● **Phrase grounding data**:
[Start of section]
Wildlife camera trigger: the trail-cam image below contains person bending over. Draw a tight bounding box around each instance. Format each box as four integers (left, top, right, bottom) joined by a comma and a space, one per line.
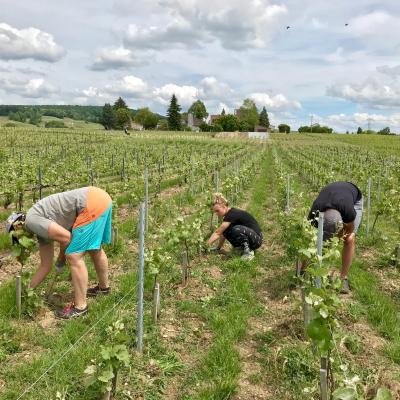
207, 193, 263, 261
6, 186, 113, 319
307, 181, 363, 294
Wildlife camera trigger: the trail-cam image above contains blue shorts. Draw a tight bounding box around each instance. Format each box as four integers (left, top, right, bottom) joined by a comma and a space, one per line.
66, 204, 112, 254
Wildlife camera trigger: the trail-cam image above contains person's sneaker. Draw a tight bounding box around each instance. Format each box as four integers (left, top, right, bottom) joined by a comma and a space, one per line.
241, 243, 255, 261
87, 285, 110, 297
56, 303, 88, 319
241, 250, 255, 261
340, 278, 350, 294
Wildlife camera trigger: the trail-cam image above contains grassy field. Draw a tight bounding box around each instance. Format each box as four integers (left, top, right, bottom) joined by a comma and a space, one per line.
0, 129, 399, 399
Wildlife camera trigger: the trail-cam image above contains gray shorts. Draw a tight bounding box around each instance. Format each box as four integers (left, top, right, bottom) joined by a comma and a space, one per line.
25, 208, 52, 245
354, 196, 363, 234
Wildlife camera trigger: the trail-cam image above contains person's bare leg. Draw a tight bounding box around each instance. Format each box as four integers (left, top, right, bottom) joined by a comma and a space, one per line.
66, 252, 88, 309
30, 243, 54, 288
341, 233, 355, 278
88, 248, 109, 289
47, 222, 71, 249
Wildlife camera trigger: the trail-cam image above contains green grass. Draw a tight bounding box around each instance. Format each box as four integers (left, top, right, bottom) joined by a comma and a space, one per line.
176, 151, 270, 399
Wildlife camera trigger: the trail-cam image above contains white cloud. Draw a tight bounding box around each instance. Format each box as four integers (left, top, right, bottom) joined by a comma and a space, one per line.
153, 83, 198, 106
327, 77, 400, 108
249, 92, 301, 111
124, 19, 204, 50
325, 112, 400, 132
90, 47, 147, 71
377, 65, 400, 78
105, 75, 149, 97
198, 76, 234, 99
216, 102, 230, 114
0, 23, 65, 62
324, 47, 346, 64
349, 11, 398, 38
0, 77, 58, 98
124, 0, 287, 51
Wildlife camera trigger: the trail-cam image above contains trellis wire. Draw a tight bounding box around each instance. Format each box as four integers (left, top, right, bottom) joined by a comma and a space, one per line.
16, 286, 136, 399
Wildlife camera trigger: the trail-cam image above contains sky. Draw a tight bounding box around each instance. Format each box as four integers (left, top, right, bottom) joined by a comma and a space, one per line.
0, 0, 400, 132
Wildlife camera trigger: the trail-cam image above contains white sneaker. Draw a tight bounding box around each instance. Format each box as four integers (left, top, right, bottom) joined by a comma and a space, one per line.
241, 250, 254, 261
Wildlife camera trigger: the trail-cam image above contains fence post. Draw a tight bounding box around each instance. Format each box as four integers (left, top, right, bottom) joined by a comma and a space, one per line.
377, 172, 381, 202
366, 177, 371, 235
111, 227, 118, 246
16, 275, 22, 318
320, 356, 328, 400
38, 165, 42, 200
137, 203, 145, 353
182, 249, 190, 285
145, 170, 149, 233
285, 175, 290, 212
122, 157, 126, 181
191, 160, 195, 195
316, 213, 328, 400
315, 212, 324, 289
152, 283, 160, 323
395, 244, 400, 268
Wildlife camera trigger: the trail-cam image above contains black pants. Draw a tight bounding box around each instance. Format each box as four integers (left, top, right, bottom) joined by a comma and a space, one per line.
223, 225, 263, 250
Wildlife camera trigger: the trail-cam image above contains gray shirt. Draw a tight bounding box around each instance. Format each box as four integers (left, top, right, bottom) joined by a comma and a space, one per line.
26, 187, 88, 240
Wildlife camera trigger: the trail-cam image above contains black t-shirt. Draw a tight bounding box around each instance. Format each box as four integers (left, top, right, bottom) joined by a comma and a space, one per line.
308, 181, 362, 224
223, 208, 262, 236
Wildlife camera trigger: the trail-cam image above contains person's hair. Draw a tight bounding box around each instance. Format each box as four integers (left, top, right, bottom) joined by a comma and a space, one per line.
212, 193, 229, 207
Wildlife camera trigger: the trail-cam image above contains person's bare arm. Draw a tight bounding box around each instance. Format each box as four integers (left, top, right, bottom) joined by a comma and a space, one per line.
338, 221, 355, 240
207, 221, 231, 246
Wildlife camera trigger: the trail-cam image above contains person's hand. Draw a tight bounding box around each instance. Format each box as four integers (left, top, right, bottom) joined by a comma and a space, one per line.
55, 259, 66, 274
209, 245, 221, 253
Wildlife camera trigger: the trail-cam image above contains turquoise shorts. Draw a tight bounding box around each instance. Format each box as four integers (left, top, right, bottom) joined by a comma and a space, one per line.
66, 204, 112, 254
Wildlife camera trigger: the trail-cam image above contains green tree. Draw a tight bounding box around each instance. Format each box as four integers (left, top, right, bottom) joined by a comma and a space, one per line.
238, 99, 258, 131
115, 108, 131, 130
135, 107, 159, 130
113, 97, 128, 111
100, 103, 116, 130
157, 119, 169, 131
221, 108, 226, 116
298, 124, 333, 133
45, 120, 66, 128
28, 109, 42, 125
378, 126, 391, 135
167, 94, 182, 131
188, 100, 208, 120
278, 123, 290, 133
214, 114, 240, 131
259, 106, 270, 128
356, 126, 363, 134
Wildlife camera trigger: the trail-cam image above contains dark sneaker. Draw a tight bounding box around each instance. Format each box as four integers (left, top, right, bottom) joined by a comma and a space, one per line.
340, 278, 350, 294
87, 285, 110, 297
56, 303, 88, 319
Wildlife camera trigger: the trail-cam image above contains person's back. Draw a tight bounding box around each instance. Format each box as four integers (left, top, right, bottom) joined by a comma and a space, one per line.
30, 187, 88, 231
223, 207, 262, 236
309, 182, 361, 224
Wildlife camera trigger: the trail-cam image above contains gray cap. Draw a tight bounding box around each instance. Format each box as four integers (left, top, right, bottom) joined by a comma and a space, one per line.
5, 212, 25, 234
323, 209, 342, 241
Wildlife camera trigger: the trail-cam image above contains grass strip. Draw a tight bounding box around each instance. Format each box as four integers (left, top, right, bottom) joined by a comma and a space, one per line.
179, 150, 270, 399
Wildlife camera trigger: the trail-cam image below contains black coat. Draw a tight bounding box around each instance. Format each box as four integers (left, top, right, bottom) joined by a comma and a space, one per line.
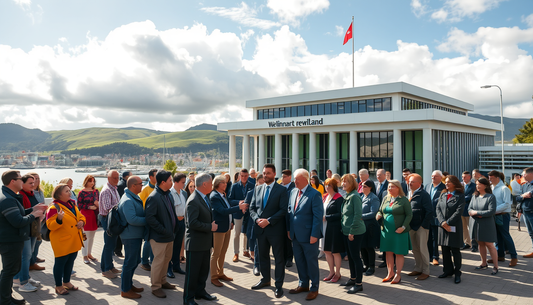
425, 182, 446, 226
436, 192, 465, 248
462, 182, 476, 217
0, 186, 35, 242
249, 183, 288, 236
185, 190, 214, 252
409, 188, 433, 231
376, 180, 389, 203
210, 191, 239, 233
145, 186, 178, 243
117, 179, 127, 197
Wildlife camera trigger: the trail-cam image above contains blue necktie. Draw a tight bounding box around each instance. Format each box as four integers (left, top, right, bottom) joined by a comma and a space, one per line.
204, 195, 211, 209
263, 185, 270, 209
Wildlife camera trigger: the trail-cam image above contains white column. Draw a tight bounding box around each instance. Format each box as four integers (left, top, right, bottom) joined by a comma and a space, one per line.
229, 135, 236, 182
242, 135, 250, 170
423, 128, 433, 185
350, 130, 358, 174
275, 133, 282, 175
292, 133, 299, 173
258, 134, 265, 171
253, 136, 258, 170
329, 131, 337, 174
393, 129, 402, 180
309, 132, 316, 172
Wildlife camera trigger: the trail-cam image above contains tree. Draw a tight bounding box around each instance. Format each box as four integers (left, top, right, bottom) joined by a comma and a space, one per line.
164, 159, 177, 175
513, 118, 533, 143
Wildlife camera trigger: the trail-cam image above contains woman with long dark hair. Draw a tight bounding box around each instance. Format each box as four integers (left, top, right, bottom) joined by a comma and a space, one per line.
311, 175, 324, 195
78, 175, 99, 264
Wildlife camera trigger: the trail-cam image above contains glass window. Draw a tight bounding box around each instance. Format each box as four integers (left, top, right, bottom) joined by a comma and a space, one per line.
367, 99, 374, 112
311, 104, 318, 116
305, 105, 311, 116
331, 103, 337, 114
274, 108, 279, 118
359, 133, 365, 157
345, 101, 351, 113
359, 100, 366, 112
298, 106, 304, 117
374, 99, 382, 112
269, 108, 274, 119
325, 103, 331, 115
280, 107, 285, 118
382, 98, 391, 111
292, 106, 297, 118
372, 132, 380, 157
258, 110, 263, 120
380, 132, 388, 158
387, 131, 393, 157
337, 102, 345, 114
352, 101, 358, 113
318, 104, 325, 115
365, 132, 372, 158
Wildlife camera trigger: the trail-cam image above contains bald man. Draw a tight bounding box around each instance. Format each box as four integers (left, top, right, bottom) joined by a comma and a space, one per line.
99, 170, 122, 278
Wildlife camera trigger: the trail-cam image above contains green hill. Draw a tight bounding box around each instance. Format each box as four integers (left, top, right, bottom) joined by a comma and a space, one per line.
126, 130, 227, 149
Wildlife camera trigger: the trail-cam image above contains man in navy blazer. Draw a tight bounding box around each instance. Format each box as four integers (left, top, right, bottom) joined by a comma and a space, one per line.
461, 171, 476, 251
228, 169, 255, 262
424, 170, 446, 265
375, 169, 389, 203
286, 169, 323, 301
280, 169, 295, 267
249, 164, 288, 298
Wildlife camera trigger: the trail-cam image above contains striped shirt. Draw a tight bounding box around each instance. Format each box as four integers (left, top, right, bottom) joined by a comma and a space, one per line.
99, 182, 120, 216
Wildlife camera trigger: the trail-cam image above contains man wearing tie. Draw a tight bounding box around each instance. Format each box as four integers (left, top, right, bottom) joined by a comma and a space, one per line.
375, 169, 389, 203
249, 164, 289, 298
425, 170, 446, 266
183, 174, 218, 305
287, 169, 323, 301
228, 169, 254, 262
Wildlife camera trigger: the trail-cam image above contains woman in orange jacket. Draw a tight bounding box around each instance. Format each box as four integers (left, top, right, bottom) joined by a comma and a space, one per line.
46, 183, 86, 296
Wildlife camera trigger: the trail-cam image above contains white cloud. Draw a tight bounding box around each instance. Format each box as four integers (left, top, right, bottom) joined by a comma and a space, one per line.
413, 0, 507, 23
335, 25, 344, 37
201, 2, 281, 30
523, 13, 533, 27
411, 0, 429, 17
267, 0, 329, 26
12, 0, 43, 24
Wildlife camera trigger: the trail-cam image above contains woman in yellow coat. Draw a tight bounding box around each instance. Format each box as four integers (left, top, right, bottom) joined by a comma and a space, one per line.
46, 183, 86, 296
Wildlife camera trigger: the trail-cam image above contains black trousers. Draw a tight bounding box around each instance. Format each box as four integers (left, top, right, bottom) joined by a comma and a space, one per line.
428, 225, 440, 260
183, 250, 210, 303
257, 233, 285, 289
361, 247, 376, 268
343, 234, 363, 283
0, 241, 24, 305
442, 246, 462, 276
284, 234, 293, 262
170, 219, 185, 270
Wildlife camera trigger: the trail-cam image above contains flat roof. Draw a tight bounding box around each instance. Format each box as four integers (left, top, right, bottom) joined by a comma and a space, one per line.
246, 82, 474, 111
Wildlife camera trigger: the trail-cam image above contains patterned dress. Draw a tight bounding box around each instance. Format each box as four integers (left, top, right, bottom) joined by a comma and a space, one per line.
78, 189, 99, 231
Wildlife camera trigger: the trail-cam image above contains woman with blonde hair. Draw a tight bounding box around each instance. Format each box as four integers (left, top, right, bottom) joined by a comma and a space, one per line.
59, 177, 77, 204
376, 180, 412, 284
77, 175, 99, 264
332, 174, 346, 197
46, 183, 86, 295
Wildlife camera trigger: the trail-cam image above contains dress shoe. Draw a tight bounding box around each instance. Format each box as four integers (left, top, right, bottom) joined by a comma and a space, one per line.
111, 268, 121, 274
275, 288, 283, 298
523, 252, 533, 258
391, 277, 401, 284
131, 285, 144, 292
121, 290, 141, 299
152, 288, 166, 298
471, 246, 478, 252
488, 257, 505, 263
285, 260, 293, 267
407, 271, 422, 276
340, 279, 356, 286
174, 268, 186, 275
432, 259, 439, 266
211, 279, 224, 287
416, 273, 430, 280
438, 273, 452, 278
454, 275, 461, 284
195, 293, 217, 301
102, 270, 117, 279
161, 282, 176, 290
167, 270, 175, 278
362, 266, 368, 272
382, 277, 393, 282
365, 268, 375, 276
509, 258, 518, 267
233, 254, 239, 262
305, 291, 318, 300
35, 257, 45, 263
460, 244, 471, 250
347, 285, 363, 294
29, 264, 45, 271
289, 286, 310, 294
323, 274, 334, 281
378, 261, 387, 268
140, 264, 151, 271
253, 267, 260, 276
10, 297, 25, 305
219, 274, 233, 281
330, 275, 341, 283
243, 251, 251, 258
251, 280, 271, 289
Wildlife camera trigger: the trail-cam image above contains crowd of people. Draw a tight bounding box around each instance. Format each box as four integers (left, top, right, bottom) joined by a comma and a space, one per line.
0, 164, 532, 304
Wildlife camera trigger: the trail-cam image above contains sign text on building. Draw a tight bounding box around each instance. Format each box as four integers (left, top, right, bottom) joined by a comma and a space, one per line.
268, 118, 324, 128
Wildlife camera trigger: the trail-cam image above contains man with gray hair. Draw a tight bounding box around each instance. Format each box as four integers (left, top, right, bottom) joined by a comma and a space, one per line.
424, 170, 445, 266
357, 169, 375, 195
287, 169, 323, 301
100, 170, 122, 279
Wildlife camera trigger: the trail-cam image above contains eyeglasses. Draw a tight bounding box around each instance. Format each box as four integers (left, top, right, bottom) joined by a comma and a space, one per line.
13, 177, 22, 181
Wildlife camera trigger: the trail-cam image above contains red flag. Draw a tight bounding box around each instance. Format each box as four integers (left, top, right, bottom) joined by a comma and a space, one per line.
343, 22, 353, 45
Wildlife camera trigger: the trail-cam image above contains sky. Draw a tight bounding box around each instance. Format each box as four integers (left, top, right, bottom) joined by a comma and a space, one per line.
0, 0, 532, 131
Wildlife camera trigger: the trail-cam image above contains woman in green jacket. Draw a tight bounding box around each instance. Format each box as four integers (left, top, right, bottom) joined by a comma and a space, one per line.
340, 174, 366, 294
376, 180, 412, 284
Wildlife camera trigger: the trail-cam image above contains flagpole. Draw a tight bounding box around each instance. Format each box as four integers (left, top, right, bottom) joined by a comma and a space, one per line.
352, 16, 354, 88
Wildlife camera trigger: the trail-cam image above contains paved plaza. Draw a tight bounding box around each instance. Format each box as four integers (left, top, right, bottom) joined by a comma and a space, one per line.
6, 220, 533, 305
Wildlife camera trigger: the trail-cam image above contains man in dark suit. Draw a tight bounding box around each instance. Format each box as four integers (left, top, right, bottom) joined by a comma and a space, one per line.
280, 169, 295, 267
401, 168, 412, 195
249, 164, 289, 298
357, 169, 376, 195
287, 169, 323, 301
228, 169, 255, 262
407, 174, 433, 280
375, 169, 389, 203
183, 173, 218, 305
461, 171, 476, 251
425, 170, 445, 265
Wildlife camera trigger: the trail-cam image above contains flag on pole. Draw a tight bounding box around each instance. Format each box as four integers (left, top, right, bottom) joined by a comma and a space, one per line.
343, 22, 353, 45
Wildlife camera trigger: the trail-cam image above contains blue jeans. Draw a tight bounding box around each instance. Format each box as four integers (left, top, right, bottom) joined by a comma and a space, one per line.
141, 240, 153, 265
13, 239, 33, 284
496, 213, 517, 259
30, 238, 41, 265
54, 252, 77, 287
99, 215, 118, 272
523, 211, 533, 249
121, 238, 142, 292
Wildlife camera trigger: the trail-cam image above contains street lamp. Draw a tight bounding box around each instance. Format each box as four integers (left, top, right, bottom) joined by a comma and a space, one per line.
481, 85, 504, 177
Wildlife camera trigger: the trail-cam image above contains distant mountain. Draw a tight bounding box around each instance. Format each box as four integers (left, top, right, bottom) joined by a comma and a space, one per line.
469, 113, 529, 142
186, 123, 218, 131
0, 123, 50, 152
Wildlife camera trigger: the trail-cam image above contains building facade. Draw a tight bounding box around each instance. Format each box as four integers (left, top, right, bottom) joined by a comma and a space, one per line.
218, 82, 500, 182
479, 144, 533, 180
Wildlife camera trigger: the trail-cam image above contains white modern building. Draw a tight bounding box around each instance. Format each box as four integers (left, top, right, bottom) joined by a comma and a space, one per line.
218, 82, 501, 182
479, 144, 533, 180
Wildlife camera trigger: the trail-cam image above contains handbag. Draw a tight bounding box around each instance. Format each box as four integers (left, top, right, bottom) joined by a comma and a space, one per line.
40, 203, 61, 241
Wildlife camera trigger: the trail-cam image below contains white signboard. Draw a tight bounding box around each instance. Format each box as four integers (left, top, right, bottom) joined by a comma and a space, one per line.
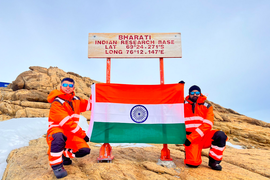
[End of section]
● **WHAT IS REQUIRED**:
What is needed is an exact transcription of the lines from the one containing "above contains building" through the last line of the records above, both included, with no pictures.

● **YOUR RESPONSE**:
Wildlife camera trigger: the trail-cam image above contains building facade. Draw a tight bounding box around each instance. Format each box as four integers (left, top, right, bottom) joined by a comma and a space, one per line.
218, 82, 500, 182
479, 144, 533, 180
Wildlife camera trigger: the trail-cam image above contains white modern building. Draw a tight bounding box around each instance. Format each box as four integers (left, top, right, bottom) joined by a comma and a space, one per line.
218, 82, 501, 182
479, 144, 533, 180
Wildlife camera trigger: the trail-cam image above contains handbag. Draw a tight bounding box around each instance. Format each box as four integers (left, top, right, bottom) joined by a comma and a space, one per line.
40, 203, 61, 241
Wildlife camera trigger: the trail-cam image below contains white signboard. Draw a tight bounding box around each instance. Format each box as four integers (left, top, right, bottom) joined by a comma and a space, one per line.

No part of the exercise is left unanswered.